◆ GOAL OF THE EXERCISE: Transcribe each line of the material with no alterations.

◆ SUPPLIED MATERIAL:
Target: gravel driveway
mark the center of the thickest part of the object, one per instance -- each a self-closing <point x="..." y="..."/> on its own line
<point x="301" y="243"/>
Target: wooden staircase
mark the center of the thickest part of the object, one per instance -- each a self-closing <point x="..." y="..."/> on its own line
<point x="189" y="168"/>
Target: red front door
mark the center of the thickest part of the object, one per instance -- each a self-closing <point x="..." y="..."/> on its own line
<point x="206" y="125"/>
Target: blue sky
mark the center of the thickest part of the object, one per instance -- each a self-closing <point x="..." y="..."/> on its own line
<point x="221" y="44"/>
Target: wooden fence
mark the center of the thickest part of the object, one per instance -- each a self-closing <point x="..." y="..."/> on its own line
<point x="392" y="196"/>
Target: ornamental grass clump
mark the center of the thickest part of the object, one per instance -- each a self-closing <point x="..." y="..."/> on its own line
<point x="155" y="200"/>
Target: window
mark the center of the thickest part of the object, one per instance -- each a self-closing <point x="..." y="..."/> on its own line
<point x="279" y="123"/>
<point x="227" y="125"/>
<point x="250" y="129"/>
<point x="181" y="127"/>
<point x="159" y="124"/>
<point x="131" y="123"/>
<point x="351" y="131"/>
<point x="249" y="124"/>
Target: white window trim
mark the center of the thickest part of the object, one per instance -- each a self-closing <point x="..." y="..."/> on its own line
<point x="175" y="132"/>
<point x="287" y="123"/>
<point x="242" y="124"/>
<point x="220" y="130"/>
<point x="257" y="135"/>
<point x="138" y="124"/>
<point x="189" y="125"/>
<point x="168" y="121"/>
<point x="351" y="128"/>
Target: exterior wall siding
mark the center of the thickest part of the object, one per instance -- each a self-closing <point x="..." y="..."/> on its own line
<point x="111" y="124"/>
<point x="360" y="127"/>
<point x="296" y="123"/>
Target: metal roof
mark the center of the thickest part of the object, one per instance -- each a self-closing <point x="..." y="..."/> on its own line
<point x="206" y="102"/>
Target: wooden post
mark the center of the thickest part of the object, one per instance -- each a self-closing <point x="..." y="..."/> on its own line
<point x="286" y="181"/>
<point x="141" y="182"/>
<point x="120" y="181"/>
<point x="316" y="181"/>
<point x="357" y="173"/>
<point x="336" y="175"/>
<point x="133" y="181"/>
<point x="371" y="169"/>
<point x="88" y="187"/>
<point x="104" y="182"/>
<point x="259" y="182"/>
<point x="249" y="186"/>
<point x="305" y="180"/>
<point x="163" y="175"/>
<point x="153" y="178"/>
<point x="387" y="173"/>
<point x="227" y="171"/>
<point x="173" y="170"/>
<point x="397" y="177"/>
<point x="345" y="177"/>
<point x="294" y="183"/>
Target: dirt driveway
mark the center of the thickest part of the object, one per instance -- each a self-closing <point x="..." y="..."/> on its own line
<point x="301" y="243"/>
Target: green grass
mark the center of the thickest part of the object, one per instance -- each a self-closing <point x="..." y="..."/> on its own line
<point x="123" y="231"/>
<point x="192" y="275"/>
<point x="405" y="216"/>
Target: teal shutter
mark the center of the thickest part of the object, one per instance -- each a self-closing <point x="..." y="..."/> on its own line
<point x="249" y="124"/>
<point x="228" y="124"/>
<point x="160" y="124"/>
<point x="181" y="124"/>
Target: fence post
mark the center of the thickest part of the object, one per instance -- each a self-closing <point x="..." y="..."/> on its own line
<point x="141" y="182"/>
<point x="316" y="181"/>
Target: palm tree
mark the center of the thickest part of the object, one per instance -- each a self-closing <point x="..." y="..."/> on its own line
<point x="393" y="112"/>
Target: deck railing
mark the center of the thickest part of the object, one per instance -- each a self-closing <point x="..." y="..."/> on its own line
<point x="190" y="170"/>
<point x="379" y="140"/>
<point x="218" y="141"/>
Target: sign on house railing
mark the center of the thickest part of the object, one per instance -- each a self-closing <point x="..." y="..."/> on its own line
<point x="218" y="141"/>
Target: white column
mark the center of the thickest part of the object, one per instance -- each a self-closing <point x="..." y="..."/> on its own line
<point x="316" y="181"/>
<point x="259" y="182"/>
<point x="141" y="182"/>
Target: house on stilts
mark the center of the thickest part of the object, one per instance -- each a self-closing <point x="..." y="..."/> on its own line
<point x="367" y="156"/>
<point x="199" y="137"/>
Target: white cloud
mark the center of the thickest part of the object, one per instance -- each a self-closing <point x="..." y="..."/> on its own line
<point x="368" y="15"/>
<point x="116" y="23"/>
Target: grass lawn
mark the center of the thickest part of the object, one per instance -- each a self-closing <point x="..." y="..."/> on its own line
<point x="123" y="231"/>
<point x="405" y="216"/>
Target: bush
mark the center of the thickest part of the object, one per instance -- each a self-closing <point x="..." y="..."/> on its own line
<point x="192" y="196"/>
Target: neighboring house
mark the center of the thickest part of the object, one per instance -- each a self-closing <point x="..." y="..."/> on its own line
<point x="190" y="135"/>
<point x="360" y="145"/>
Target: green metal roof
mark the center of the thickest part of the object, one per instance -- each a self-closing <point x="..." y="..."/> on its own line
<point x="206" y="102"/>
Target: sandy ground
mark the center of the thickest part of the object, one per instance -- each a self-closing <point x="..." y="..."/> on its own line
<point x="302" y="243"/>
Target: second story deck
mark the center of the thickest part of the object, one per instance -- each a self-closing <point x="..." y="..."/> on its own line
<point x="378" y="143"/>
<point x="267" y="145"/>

◆ RESULT:
Target: gravel driveway
mark the center of the thickest part of the object, one per instance -- each a self-closing <point x="..." y="..."/> on its own line
<point x="301" y="243"/>
Target: wooden staircase
mark the center of the thickest part of the object, one per instance -- each a self-closing <point x="..." y="..."/> on its own line
<point x="189" y="168"/>
Target: red front door
mark the center of the thickest part of the object, one per instance -- each a self-closing <point x="..." y="..."/> on its own line
<point x="206" y="125"/>
Target: blue sky
mark the center of the thickest part of the object, one per instance -- each a self-closing <point x="..." y="..."/> on its own line
<point x="221" y="44"/>
Target: wooden fence
mark the center of the thickest part of the object, one per instance -- each a self-closing <point x="..." y="..."/> on its own line
<point x="392" y="196"/>
Target: ornamental grass clump
mark the center of the thickest part of the object, one per instance -- each a self-closing <point x="..." y="..."/> on its own line
<point x="155" y="200"/>
Target: window
mark the center of the thickest part of the object, one per instance -- each a self-closing <point x="..." y="..."/> on its own line
<point x="279" y="123"/>
<point x="227" y="125"/>
<point x="250" y="129"/>
<point x="181" y="127"/>
<point x="159" y="124"/>
<point x="131" y="123"/>
<point x="351" y="131"/>
<point x="249" y="124"/>
Target: white window trim
mark the center of the thickest part of the object, one per instance -- each a self-closing <point x="..." y="..."/> on its own line
<point x="175" y="132"/>
<point x="287" y="123"/>
<point x="242" y="124"/>
<point x="220" y="130"/>
<point x="257" y="135"/>
<point x="138" y="124"/>
<point x="189" y="125"/>
<point x="168" y="121"/>
<point x="351" y="128"/>
Target: exterior wall siding
mark the center of the thickest part of the object, one per instance -- each a self-closing <point x="..." y="..."/> on its own line
<point x="111" y="124"/>
<point x="360" y="127"/>
<point x="296" y="123"/>
Target: metal roof
mark the center of the thickest part of the object, one per instance -- each a self-closing <point x="..." y="..."/> on its own line
<point x="206" y="102"/>
Target: wooden post
mark the center of the thickest part of the object, one per instance -- each a self-closing <point x="..." y="..."/> on its own line
<point x="286" y="181"/>
<point x="141" y="182"/>
<point x="120" y="181"/>
<point x="316" y="181"/>
<point x="357" y="173"/>
<point x="336" y="175"/>
<point x="133" y="181"/>
<point x="371" y="169"/>
<point x="88" y="187"/>
<point x="104" y="182"/>
<point x="259" y="182"/>
<point x="249" y="186"/>
<point x="305" y="180"/>
<point x="163" y="175"/>
<point x="153" y="178"/>
<point x="387" y="173"/>
<point x="227" y="171"/>
<point x="173" y="170"/>
<point x="397" y="177"/>
<point x="345" y="177"/>
<point x="294" y="183"/>
Target: dirt driveway
mark the center of the thickest part of the object, one per instance -- each a self-closing <point x="..." y="..."/> on its own line
<point x="301" y="243"/>
Target: green grass
mark the center of the thickest part of the object, one per instance -- each a self-closing <point x="..." y="..."/> on its own line
<point x="123" y="231"/>
<point x="192" y="275"/>
<point x="405" y="216"/>
Target: teal shutter
mark the center of the thickest part of the object, one per instance -- each a self-closing <point x="..." y="..."/> on its own line
<point x="249" y="124"/>
<point x="228" y="124"/>
<point x="160" y="124"/>
<point x="181" y="124"/>
Target: fence post
mark the center of the thickest part of the object, one per instance -- each a self-closing <point x="..." y="..."/> on its own line
<point x="141" y="182"/>
<point x="316" y="181"/>
Target: palm tree
mark the center of the thickest part of the object, one per instance -- each a self-closing <point x="..." y="..."/> on its own line
<point x="393" y="112"/>
Target: deck railing
mark the center of the thickest part of the object, one per instance -- each a self-closing <point x="..." y="..."/> on its own line
<point x="190" y="170"/>
<point x="379" y="140"/>
<point x="218" y="141"/>
Target: sign on house railing
mark the center of the thickest part of the object, one per instance -- each a self-closing <point x="..." y="..."/> on its own line
<point x="218" y="141"/>
Target: white column
mark the center of the thickest part of the object, one per instance -- each a self-closing <point x="..." y="..."/> on its own line
<point x="316" y="181"/>
<point x="259" y="182"/>
<point x="141" y="182"/>
Target: house on stilts
mark the center of the thickest part of the object, one per instance -- each a self-closing <point x="..." y="..."/> on its own line
<point x="367" y="156"/>
<point x="199" y="137"/>
Target: white cloud
mark the center of the thickest part of the object, one per instance -- each a self-closing <point x="..." y="..."/> on its own line
<point x="368" y="15"/>
<point x="116" y="23"/>
Target: grass lawn
mark the center of the thickest part of the object, one per instance -- each a self-closing <point x="..." y="..."/> on its own line
<point x="123" y="231"/>
<point x="405" y="216"/>
Target: bush
mark the center of the thickest part of the object, one per instance -- each a self-closing <point x="..." y="..."/> on its own line
<point x="192" y="196"/>
Target: neighboring house
mark the center of the thickest part of the object, one per instance -- each a self-closing <point x="..." y="..."/> on its own line
<point x="190" y="135"/>
<point x="360" y="145"/>
Target: green metal roof
mark the center of the thickest part of the object, one per instance -- each a self-closing <point x="..." y="..."/> on its own line
<point x="206" y="102"/>
Target: sandy ground
mark the center of the thickest part of the object, one per instance -- each a self-closing <point x="..." y="..."/> on its own line
<point x="302" y="243"/>
Target: second story deck
mark the center of the thickest part of the object, one per instance -- each a self-closing <point x="..." y="..."/> on its own line
<point x="378" y="143"/>
<point x="267" y="145"/>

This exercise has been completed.